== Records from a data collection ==

- - - - - - -

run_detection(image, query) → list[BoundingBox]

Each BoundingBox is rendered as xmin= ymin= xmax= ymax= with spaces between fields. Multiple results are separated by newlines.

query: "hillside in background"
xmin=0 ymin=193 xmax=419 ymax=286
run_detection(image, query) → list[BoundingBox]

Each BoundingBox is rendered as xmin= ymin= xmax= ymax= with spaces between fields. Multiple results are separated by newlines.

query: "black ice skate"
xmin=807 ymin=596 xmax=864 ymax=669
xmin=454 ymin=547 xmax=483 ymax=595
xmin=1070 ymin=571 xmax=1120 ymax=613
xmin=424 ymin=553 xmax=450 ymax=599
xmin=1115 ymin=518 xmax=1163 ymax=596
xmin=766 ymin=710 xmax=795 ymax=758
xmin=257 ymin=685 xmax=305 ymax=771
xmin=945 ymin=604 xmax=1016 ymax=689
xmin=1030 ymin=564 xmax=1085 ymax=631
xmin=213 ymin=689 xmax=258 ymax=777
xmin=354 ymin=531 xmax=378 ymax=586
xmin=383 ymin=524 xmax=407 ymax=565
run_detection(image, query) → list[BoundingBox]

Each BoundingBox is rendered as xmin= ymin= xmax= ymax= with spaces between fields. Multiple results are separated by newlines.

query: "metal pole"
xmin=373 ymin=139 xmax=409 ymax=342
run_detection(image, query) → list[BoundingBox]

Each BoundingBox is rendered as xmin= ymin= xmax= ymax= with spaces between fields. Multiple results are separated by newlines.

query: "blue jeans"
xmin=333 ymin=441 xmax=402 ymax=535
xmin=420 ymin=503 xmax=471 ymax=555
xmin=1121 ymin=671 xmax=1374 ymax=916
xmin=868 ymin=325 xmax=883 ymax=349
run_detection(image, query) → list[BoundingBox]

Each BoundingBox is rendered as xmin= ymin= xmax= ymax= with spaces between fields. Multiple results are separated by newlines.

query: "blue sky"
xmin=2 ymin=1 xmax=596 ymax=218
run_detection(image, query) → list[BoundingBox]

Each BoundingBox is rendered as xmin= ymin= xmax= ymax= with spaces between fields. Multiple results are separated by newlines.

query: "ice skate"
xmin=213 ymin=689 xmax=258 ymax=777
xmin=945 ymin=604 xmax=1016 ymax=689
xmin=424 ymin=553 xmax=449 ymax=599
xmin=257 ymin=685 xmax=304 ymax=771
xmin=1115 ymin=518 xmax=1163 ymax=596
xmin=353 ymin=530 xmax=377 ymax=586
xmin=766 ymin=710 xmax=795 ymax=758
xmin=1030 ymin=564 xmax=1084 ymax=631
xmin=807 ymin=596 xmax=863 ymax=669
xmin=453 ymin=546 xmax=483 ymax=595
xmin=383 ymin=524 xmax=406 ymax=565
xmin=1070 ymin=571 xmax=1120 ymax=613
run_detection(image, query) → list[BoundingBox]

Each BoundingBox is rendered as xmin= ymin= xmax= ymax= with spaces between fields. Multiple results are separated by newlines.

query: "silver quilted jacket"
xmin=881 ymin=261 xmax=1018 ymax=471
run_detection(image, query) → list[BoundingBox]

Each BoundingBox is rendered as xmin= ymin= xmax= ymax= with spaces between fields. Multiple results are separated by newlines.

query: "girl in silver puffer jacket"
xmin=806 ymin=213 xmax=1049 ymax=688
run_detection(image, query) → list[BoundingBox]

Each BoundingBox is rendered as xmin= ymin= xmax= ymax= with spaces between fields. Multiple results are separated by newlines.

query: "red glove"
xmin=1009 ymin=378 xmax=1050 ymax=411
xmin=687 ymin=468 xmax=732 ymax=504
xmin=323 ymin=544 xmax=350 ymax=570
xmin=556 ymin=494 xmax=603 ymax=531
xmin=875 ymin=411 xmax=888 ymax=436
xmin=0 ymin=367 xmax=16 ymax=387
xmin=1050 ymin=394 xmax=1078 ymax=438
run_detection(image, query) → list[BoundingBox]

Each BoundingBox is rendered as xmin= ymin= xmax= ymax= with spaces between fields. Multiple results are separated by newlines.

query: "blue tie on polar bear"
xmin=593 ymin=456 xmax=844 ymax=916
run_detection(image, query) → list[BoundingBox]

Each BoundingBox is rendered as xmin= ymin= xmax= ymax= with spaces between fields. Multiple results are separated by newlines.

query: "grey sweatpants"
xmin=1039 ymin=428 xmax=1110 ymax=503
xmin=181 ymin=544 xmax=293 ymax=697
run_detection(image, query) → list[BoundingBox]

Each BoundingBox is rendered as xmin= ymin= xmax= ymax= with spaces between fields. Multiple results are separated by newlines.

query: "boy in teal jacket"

- - - - - - -

== Task to carry out ==
Line by line, print the records above exactly as they stand.

== Output of the exercise ==
run_detection(image, query) → list[BoundingBox]

Each BoundingBox is rendered as xmin= ymin= xmax= ymax= with spaces between fields. Multiple results are separated by newlines.

query: "hillside in background"
xmin=0 ymin=193 xmax=419 ymax=286
run_detection(image, query) → list[BoundingBox]

Each BoundingBox is rendered as xmin= ymin= xmax= ymax= with spaces between fields. Multiple results are separated by newlines.

query: "black ice skate"
xmin=807 ymin=596 xmax=864 ymax=669
xmin=454 ymin=547 xmax=483 ymax=595
xmin=1070 ymin=571 xmax=1120 ymax=613
xmin=424 ymin=553 xmax=450 ymax=599
xmin=1115 ymin=518 xmax=1163 ymax=596
xmin=766 ymin=710 xmax=795 ymax=758
xmin=257 ymin=685 xmax=305 ymax=771
xmin=945 ymin=604 xmax=1016 ymax=689
xmin=1030 ymin=564 xmax=1085 ymax=631
xmin=213 ymin=689 xmax=258 ymax=777
xmin=354 ymin=531 xmax=378 ymax=586
xmin=383 ymin=524 xmax=407 ymax=565
run_detection(image, query) → list[BoundingBox]

Each BoundingBox is rendered as xmin= ymin= xmax= ymax= with spaces between fields. Multiple results are separated by newlines.

query: "metal pole"
xmin=373 ymin=139 xmax=409 ymax=342
run_detection(image, query) → list[BoundingBox]

Each BoundingBox is rendered as xmin= ymin= xmax= ymax= with spaces between fields. Multiple results are separated by newlines.

query: "blue jeans"
xmin=333 ymin=441 xmax=402 ymax=535
xmin=420 ymin=503 xmax=471 ymax=555
xmin=1121 ymin=671 xmax=1374 ymax=916
xmin=868 ymin=325 xmax=883 ymax=349
run_detection(image, query) → list[BoundingBox]

Each BoundingBox is rendered as xmin= ymin= xmax= ymax= with spaces between fields. Multiple results are separated by newlines.

query: "blue sky"
xmin=2 ymin=1 xmax=596 ymax=218
run_detection(image, query) → list[BoundingBox]

Each BoundingBox is rendered as xmin= ymin= xmax= ymax= with spaces between fields. Multiple results are separated by newlines.

query: "ice skate"
xmin=213 ymin=689 xmax=258 ymax=777
xmin=945 ymin=604 xmax=1016 ymax=689
xmin=424 ymin=553 xmax=449 ymax=599
xmin=257 ymin=685 xmax=304 ymax=771
xmin=1115 ymin=518 xmax=1163 ymax=596
xmin=353 ymin=530 xmax=377 ymax=586
xmin=766 ymin=710 xmax=795 ymax=758
xmin=1030 ymin=564 xmax=1084 ymax=631
xmin=807 ymin=596 xmax=863 ymax=669
xmin=453 ymin=546 xmax=483 ymax=595
xmin=383 ymin=524 xmax=406 ymax=565
xmin=1070 ymin=571 xmax=1120 ymax=613
run_detection(image, query) → list[BoundingBox]

Each BoundingBox is rendered as xmin= ymin= xmax= ymax= with spaces between fields. Multiple results are separated by newlines.

query: "silver quilted jacket"
xmin=881 ymin=261 xmax=1018 ymax=471
run_detection(image, query) → list[BoundingBox]

Each BoundingBox is rendered as xmin= ymin= xmax= ymax= with spaces between fields. Multiple results are separated by newlines.

query: "girl in silver puffer jacket"
xmin=806 ymin=213 xmax=1049 ymax=688
run_detection(image, query) → list[BoundingBox]

Each BoundingBox is rendered as xmin= ymin= xmax= ymax= with spaces between fields. Multiple results are separated by newlines.

query: "red glove"
xmin=1009 ymin=378 xmax=1050 ymax=411
xmin=687 ymin=468 xmax=732 ymax=504
xmin=323 ymin=544 xmax=350 ymax=570
xmin=556 ymin=494 xmax=603 ymax=531
xmin=875 ymin=411 xmax=888 ymax=436
xmin=0 ymin=367 xmax=16 ymax=387
xmin=1050 ymin=394 xmax=1078 ymax=438
run_detection(image, query) → list[BoundingBox]

Each BoundingBox is rendered as xmin= ymin= xmax= ymax= with spaces between fields. Multiple results are separated by newlines.

query: "blue tie on polar bear"
xmin=593 ymin=456 xmax=844 ymax=916
run_detection(image, query) → list[BoundingBox]

Each BoundingBox is rendered as xmin= ymin= xmax= ymax= with spaces between fields. Multiple results are separated by newlines.

query: "grey sweatpants"
xmin=1039 ymin=428 xmax=1110 ymax=503
xmin=181 ymin=544 xmax=293 ymax=697
run_detection(image, query) → list[BoundingBox]

Each BoundingBox is rendered as xmin= ymin= xmax= ymax= with spaces between fields. Multiple results are separated by newlines.

query: "boy in teal jacket"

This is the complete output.